Text excerpt
Start of Block

= Oscar Theatre Company =

Theater company in Brisbane, Australia

The Oscar Theatre Company is a theater company operating in Brisbane, Australia. It is interested in the provision of further work opportunities for Queensland professional and emerging artists. The company seeks to introduce and engage youth with contemporary theatre, by offering live performance as an alternative in the Brisbane social scene. Oscar receives no funding and relies heavily on corporate sponsorship and patron support.

==History==
Oscar Theatre Company was founded by local performer Emily Gilhome in 2004 with a view to support and produce new works and productions for young Queensland theatre artists.

==Productions==

| Year | Production | Author | Crew | Cast | Venue |
|---|---|---|---|---|---|
| 2007 | The Last Five Years | Jason Robert Brown | Tim O'Connor (director) | Luke Kennedy and Naomi Price | Judith Wright Arts Centre |
| 2008 | The 25th Annual Putnam County Spelling Bee | William Finn and Rachel Sheinkin | Emily Gilhome (director) and Lewis Jones (director) | Liz Buchanan, Leon Cain, Penny Farrow, Dirk Hoult, Cheyenne Kavanagh, Megan Shorey, Nick Skubij and Kimie Tsukakoshi | Roundhouse Theatre |
| 2010-2011 | [title of show] | Jeff Bowen and Hunter Bell | Emily Gilhome (Director), David Law (Musical Director) | Kynan Francis, Dash Kruck, Liz Buchanan and Bernadette Alizart | Roundhouse Theatre |
| 2011 | Spring Awakening | Steven Sater and Duncan Sheik | Emily Gilhome (Director), David Law (Musical Director), Rodney Pratt (Choreographer), Tim Wallace (Designer) and Daniel Anderson (Lighting Designer) | Featured: Dash Kruck, Charles Sells, Siobhan Kranz, Louise Brehmer and Norman Doyle | Queensland Performing Arts Centre(QPAC) |
| 2013 | Next to Normal | Brian Yorkey | Emily Gilhome (director) | Alice Barbery as Diana, Chris Kellett as Dan, Matthew Crowley as Gabe, Siobhan Kranz as Natalie, Tom Oliver as Henry and James Gauci as Dr. Fine/Dr. Madden | QPAC Cremorne Theatre |
| 2014 | Boy & Girl |  | Emily Gilhome (director), Jason Glenwright (lighting design), Dale Lingwood (Musical Director, Dan Venz (Choreographer) Kanika Maclean (Stage Manager), Joe Kelly (Assistant Stage Manager) and Kristen Barros (Company Manager). Band: Dale Lingwood (Keys), Daniel Robbins (Guitar), Justin Bliss (Bass) and Gene Stevens (Drums) | Company: Adwan Dickson, Aimee Butterworth, Andrew Kanofski, Ash McCready, Aya Valentine, Chris Kellett, Claire Walters, Conor Ensor, Dakota Striplin, Dan Venz, Danny Lazar, Ellen Reed, Garret Lyon, Jack Kelly, Jacqui Devereus, Jakob Evelyn, Kimie Tsukakoshi, Michael Hogan, Shannon Metzeling, Shelley Marshall, Vanessa Friscia and Josh Daveta | Visy Theatre, Powerhouse |
| 2015 | Boy & Girl 2: Mercury Rising |  | Emily Gilhome (director), Dan Venz (Choreographer), Joe Kelly (Co-Producer/Production Manager), Dale Lingwood (Musical Director), Jason Glenwright (Lighting Designer), Joel Devereux (Costume Designer), Falco Fox (Set Designer), Bec Lawes (Stage Manager), Jeremy Gordon (Assistant Crew), Krystal Russell(Assistant Crew), Heather Sheen (Assistant Crew) and Nick Willner (Assistant Crew). Band: Dale Lingwood (Keys), Daniel Robbins (Guitar), Justin Bliss (Bass) and Gene Stevens (Drums) | Erika Naddei | Powerhouse Theatre |

==Artistic directors==
The current Artistic and Managing Director is Emily Gilhome.

End of Block

Excerpted data

Start of Block

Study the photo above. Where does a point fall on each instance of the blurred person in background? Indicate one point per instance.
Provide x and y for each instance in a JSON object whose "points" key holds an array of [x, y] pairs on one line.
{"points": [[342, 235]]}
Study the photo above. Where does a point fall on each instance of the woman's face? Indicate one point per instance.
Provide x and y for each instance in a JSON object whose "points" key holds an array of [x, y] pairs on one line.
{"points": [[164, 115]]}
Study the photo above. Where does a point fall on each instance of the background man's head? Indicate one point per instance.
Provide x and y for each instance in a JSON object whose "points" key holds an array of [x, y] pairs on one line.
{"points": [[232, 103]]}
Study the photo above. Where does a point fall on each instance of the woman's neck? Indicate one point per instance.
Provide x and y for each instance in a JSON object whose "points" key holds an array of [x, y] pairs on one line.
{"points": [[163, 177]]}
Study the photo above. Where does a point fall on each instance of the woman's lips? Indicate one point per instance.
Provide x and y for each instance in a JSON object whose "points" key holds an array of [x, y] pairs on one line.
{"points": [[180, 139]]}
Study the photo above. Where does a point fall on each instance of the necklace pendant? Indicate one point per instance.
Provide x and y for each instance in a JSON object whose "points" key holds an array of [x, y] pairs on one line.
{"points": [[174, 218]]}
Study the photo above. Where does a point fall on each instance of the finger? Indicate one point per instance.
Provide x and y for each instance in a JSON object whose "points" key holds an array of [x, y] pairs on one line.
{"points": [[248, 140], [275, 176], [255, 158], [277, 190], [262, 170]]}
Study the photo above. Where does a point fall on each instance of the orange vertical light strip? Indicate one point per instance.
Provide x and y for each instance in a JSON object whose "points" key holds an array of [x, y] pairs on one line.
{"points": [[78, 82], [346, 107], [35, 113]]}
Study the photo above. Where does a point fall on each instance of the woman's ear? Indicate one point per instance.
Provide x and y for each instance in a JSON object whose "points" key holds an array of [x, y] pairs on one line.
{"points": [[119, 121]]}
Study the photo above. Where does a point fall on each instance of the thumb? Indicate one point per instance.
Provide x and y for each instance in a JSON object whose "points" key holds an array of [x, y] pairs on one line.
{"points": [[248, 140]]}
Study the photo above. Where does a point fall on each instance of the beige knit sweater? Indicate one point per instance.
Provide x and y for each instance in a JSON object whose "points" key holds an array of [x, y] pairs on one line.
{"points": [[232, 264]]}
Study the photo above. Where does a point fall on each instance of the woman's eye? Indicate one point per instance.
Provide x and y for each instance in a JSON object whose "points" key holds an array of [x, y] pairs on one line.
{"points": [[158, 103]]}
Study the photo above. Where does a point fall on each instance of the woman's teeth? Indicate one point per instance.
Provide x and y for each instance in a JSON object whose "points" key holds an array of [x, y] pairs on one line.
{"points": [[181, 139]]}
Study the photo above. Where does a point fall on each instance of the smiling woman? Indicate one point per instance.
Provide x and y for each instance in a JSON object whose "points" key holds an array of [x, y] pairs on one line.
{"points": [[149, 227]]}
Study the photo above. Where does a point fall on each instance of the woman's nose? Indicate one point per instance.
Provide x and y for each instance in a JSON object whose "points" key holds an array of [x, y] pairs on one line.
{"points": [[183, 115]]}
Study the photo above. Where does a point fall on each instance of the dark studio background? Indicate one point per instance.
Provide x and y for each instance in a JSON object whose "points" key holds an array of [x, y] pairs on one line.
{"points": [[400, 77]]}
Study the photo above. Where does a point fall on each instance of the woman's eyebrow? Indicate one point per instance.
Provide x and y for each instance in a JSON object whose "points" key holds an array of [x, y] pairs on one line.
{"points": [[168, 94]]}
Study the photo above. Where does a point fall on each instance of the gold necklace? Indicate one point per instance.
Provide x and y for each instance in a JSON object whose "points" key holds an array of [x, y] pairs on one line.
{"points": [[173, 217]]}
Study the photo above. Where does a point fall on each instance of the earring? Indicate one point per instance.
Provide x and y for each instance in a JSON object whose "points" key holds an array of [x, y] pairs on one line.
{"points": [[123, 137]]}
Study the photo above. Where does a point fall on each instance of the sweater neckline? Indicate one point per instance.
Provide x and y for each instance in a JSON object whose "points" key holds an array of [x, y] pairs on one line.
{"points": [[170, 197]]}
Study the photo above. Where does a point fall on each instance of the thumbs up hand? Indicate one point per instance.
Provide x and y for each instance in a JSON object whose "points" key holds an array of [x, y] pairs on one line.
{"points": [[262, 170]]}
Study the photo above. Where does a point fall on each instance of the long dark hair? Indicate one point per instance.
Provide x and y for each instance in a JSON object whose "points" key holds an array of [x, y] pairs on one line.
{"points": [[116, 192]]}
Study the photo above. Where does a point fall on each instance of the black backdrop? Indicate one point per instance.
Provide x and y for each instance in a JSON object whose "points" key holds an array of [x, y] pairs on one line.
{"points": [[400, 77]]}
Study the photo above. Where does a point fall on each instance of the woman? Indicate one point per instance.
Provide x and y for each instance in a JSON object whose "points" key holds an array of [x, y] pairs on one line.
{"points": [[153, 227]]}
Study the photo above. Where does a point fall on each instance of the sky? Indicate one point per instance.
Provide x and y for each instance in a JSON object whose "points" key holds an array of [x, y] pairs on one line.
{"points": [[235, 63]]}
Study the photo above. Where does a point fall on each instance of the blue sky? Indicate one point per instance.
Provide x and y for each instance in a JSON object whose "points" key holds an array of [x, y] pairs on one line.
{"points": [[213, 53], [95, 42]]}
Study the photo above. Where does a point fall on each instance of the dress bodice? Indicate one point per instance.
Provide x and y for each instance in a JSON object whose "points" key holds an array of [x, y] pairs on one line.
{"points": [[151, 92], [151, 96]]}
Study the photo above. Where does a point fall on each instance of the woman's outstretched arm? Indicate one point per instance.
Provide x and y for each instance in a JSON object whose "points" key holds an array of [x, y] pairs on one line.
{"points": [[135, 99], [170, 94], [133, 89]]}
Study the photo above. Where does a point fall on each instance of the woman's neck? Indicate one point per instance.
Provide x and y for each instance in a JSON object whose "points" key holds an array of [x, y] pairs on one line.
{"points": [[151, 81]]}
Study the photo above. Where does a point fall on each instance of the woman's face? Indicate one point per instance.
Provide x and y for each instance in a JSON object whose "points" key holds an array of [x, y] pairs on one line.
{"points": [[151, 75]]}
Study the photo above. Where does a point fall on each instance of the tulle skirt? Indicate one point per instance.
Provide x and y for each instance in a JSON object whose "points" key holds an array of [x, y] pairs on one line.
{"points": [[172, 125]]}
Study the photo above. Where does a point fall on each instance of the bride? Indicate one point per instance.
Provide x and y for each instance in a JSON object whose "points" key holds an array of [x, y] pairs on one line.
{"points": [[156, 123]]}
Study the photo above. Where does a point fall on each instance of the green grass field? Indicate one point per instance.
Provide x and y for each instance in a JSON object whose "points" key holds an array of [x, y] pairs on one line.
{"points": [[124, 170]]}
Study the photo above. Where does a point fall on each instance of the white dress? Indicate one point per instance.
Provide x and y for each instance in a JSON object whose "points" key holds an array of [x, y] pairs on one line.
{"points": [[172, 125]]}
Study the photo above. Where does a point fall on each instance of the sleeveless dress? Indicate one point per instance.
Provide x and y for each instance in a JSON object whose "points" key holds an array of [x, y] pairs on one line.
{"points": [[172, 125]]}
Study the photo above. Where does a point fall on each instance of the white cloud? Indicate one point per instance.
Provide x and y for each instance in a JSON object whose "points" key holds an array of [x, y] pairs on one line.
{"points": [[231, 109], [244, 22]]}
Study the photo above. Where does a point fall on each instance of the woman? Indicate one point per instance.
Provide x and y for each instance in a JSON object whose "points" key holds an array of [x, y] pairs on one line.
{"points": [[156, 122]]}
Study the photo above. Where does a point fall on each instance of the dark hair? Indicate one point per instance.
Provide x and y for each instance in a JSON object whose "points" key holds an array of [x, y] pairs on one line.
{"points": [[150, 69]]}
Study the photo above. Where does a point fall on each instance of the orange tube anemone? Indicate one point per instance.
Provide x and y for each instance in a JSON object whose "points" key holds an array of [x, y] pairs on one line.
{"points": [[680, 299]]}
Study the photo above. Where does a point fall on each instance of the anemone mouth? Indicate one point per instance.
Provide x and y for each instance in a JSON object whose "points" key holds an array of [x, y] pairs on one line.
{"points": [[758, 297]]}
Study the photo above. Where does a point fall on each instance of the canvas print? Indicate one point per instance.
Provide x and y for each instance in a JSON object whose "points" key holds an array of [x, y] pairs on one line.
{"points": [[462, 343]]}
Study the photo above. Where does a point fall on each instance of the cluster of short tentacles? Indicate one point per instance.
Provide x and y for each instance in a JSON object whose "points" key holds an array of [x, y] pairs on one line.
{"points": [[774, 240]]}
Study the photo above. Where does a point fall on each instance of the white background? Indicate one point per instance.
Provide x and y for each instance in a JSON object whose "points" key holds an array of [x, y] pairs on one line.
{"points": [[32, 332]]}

End of Block

Work item
Reproduce the passage of the Oscar Theatre Company text starting at "Theater company in" and ending at "and patron support.". The records have no connection to the Oscar Theatre Company text.

Solution below
Theater company in Brisbane, Australia

The Oscar Theatre Company is a theater company operating in Brisbane, Australia. It is interested in the provision of further work opportunities for Queensland professional and emerging artists. The company seeks to introduce and engage youth with contemporary theatre, by offering live performance as an alternative in the Brisbane social scene. Oscar receives no funding and relies heavily on corporate sponsorship and patron support.